* _Task details_
Only lines below containing the string "cloud" should be counted; please give that count by itself.

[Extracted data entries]
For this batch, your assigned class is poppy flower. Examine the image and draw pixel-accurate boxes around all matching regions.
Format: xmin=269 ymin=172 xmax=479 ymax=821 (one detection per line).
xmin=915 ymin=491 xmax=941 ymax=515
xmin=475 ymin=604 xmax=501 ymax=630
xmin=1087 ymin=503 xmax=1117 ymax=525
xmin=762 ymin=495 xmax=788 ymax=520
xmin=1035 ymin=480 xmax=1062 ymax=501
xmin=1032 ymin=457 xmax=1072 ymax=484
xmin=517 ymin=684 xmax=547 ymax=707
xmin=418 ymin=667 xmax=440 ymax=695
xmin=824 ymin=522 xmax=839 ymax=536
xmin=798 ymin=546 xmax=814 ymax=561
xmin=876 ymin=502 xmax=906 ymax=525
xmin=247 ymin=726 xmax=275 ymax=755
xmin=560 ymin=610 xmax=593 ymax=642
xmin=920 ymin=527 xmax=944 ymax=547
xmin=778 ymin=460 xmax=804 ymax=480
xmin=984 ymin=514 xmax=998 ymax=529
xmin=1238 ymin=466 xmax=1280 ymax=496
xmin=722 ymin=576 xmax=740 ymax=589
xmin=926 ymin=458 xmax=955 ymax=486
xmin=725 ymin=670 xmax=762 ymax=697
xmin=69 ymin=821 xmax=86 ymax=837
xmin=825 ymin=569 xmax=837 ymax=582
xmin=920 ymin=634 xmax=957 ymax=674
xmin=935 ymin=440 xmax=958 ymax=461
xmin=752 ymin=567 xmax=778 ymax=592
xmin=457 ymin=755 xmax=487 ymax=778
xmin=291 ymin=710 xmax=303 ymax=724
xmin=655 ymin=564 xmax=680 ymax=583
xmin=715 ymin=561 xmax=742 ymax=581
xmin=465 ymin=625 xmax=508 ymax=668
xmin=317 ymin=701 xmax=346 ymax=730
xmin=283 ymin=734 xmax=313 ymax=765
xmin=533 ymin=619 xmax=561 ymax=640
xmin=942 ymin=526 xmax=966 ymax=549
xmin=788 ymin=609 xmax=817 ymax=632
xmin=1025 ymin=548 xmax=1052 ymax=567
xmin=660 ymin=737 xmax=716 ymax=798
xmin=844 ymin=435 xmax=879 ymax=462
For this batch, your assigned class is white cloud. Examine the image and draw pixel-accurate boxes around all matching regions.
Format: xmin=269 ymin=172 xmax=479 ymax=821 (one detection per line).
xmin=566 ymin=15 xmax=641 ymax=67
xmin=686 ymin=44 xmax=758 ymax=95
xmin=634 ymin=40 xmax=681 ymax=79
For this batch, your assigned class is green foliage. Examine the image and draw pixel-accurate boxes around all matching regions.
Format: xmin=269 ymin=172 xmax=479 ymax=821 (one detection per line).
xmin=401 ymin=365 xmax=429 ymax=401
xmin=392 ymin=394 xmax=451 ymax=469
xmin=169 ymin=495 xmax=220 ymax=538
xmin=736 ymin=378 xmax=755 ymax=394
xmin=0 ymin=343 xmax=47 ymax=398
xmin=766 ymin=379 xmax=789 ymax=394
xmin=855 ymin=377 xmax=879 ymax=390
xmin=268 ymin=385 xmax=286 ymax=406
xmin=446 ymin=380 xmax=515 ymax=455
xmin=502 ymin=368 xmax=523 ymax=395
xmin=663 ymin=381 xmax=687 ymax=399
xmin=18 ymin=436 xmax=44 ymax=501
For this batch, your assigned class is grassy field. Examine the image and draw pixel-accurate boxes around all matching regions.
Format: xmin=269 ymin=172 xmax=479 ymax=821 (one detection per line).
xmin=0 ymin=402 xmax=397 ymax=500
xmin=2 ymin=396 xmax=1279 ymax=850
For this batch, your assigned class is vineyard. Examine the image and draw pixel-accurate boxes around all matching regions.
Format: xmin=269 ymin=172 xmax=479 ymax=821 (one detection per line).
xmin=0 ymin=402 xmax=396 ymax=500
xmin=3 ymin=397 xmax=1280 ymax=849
* * *
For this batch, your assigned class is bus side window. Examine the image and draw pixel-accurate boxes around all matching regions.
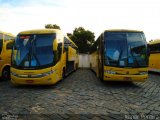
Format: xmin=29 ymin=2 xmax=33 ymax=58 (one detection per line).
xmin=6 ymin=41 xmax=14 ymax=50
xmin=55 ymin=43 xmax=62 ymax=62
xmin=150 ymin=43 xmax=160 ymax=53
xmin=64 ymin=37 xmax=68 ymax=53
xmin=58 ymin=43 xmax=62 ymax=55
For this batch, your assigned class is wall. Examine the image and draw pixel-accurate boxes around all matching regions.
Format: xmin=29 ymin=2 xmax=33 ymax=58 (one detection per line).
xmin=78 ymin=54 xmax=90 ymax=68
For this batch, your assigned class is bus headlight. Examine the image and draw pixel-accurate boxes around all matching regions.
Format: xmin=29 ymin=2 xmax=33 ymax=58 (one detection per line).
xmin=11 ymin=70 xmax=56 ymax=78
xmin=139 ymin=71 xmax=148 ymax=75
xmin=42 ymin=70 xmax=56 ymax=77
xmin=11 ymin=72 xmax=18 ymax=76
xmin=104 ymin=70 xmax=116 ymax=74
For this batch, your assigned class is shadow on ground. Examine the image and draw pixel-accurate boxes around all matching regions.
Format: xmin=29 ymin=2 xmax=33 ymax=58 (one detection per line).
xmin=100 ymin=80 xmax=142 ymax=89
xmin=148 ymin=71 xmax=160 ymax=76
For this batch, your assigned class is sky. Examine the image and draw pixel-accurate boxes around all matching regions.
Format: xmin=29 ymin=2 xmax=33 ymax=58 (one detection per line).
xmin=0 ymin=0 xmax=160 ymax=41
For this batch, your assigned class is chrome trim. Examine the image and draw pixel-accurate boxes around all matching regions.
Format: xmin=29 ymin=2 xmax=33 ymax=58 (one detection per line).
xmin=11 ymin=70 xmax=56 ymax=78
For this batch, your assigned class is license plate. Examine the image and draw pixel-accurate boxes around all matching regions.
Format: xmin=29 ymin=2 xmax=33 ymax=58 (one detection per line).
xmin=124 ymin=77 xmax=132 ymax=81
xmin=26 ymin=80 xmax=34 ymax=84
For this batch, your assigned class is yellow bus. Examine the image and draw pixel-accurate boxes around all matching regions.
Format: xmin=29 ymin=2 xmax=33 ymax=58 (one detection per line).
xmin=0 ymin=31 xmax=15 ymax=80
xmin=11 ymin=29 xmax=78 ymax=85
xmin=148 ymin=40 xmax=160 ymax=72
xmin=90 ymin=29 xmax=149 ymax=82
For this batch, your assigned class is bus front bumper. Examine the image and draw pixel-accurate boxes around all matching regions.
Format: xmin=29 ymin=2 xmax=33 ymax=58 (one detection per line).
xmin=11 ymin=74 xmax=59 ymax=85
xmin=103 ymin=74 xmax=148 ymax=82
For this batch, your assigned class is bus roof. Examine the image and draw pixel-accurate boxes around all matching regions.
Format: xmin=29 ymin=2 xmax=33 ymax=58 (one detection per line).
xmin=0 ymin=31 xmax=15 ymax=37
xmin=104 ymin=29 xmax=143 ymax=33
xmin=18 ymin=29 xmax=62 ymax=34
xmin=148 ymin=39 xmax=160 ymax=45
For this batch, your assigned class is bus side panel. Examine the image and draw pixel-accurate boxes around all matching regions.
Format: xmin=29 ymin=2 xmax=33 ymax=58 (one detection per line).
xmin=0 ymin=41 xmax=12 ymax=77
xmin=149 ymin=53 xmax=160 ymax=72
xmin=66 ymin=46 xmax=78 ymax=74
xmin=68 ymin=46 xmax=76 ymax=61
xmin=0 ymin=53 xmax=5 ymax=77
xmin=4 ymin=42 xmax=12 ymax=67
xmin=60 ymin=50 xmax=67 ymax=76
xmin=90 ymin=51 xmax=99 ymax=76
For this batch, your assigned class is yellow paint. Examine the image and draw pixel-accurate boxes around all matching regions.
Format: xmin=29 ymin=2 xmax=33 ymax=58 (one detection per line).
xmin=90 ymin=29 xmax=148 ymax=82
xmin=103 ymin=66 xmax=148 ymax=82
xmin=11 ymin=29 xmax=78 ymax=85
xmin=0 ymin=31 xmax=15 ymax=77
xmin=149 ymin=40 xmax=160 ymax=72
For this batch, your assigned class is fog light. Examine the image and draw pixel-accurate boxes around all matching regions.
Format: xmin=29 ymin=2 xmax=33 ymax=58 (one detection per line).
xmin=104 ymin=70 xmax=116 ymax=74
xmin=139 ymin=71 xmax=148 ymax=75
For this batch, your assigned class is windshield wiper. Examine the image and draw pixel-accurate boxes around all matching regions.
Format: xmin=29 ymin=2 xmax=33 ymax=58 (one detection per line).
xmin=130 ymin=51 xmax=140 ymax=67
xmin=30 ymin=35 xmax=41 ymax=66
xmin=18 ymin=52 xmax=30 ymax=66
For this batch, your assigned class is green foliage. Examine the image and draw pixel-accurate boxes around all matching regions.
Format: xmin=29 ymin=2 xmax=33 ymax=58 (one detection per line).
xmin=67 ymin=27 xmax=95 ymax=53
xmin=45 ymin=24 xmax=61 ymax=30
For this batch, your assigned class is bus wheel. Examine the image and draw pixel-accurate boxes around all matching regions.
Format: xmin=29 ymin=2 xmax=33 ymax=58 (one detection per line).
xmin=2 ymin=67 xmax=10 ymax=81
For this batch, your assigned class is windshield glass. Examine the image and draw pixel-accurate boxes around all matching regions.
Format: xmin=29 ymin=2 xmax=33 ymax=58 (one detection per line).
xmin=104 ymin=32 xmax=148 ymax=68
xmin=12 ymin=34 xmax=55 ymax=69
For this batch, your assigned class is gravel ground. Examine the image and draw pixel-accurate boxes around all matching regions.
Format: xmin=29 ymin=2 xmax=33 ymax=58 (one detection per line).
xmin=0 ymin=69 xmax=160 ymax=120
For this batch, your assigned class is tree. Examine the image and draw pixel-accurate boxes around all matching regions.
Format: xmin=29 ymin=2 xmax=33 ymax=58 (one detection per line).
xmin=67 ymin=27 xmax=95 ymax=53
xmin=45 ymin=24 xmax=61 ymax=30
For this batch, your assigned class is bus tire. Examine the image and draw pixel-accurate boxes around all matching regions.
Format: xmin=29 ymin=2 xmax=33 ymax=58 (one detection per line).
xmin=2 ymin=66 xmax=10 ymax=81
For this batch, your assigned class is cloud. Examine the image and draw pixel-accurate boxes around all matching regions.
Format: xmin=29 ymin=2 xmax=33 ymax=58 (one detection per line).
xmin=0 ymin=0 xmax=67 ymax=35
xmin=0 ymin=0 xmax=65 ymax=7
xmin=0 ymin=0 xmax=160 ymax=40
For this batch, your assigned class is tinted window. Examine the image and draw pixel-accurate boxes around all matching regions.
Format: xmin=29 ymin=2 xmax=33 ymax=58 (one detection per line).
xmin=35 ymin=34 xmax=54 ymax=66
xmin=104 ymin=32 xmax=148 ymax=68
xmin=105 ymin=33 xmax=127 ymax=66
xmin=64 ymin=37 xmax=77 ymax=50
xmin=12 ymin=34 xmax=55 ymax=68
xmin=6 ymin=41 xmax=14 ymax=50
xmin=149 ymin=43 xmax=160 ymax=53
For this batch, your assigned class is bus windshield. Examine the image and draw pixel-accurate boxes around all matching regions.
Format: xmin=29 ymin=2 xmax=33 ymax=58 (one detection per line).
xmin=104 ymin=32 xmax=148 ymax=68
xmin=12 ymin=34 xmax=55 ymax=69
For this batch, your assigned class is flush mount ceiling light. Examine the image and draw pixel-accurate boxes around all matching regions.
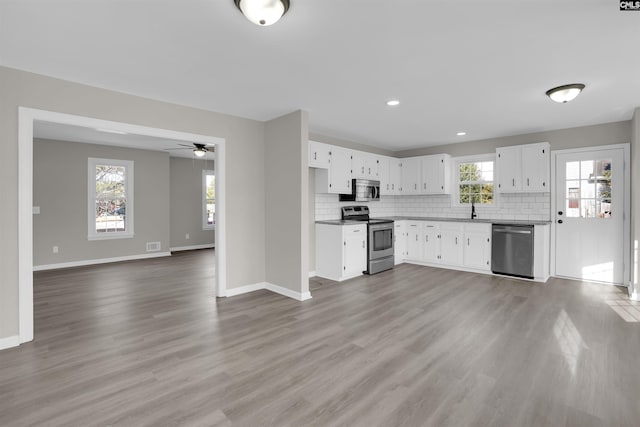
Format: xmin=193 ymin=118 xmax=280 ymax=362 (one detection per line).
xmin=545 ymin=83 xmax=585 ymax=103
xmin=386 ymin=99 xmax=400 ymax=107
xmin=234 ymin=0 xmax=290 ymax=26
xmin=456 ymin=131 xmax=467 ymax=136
--
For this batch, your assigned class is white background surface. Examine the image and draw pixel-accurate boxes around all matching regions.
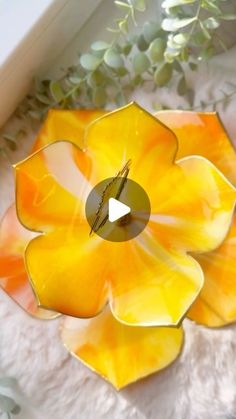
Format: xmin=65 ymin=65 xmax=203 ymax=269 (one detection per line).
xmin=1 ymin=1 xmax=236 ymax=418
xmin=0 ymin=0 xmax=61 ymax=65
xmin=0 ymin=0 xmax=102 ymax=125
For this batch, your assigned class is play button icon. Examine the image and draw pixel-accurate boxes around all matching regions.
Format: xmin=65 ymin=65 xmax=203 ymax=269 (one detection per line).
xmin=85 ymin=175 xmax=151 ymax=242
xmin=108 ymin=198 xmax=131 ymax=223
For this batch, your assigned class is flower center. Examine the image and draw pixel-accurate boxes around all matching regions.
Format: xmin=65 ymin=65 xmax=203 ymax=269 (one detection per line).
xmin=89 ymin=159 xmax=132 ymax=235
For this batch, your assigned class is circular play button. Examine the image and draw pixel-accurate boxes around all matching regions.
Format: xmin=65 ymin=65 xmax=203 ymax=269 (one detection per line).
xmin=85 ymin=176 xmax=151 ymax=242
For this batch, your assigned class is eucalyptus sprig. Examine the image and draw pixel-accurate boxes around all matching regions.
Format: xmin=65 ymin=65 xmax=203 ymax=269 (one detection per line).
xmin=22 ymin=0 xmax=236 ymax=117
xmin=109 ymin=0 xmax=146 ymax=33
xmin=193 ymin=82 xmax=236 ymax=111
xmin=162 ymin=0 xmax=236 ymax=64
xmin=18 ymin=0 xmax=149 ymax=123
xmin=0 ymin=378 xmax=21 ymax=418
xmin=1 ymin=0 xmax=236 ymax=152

* _The completed task_
2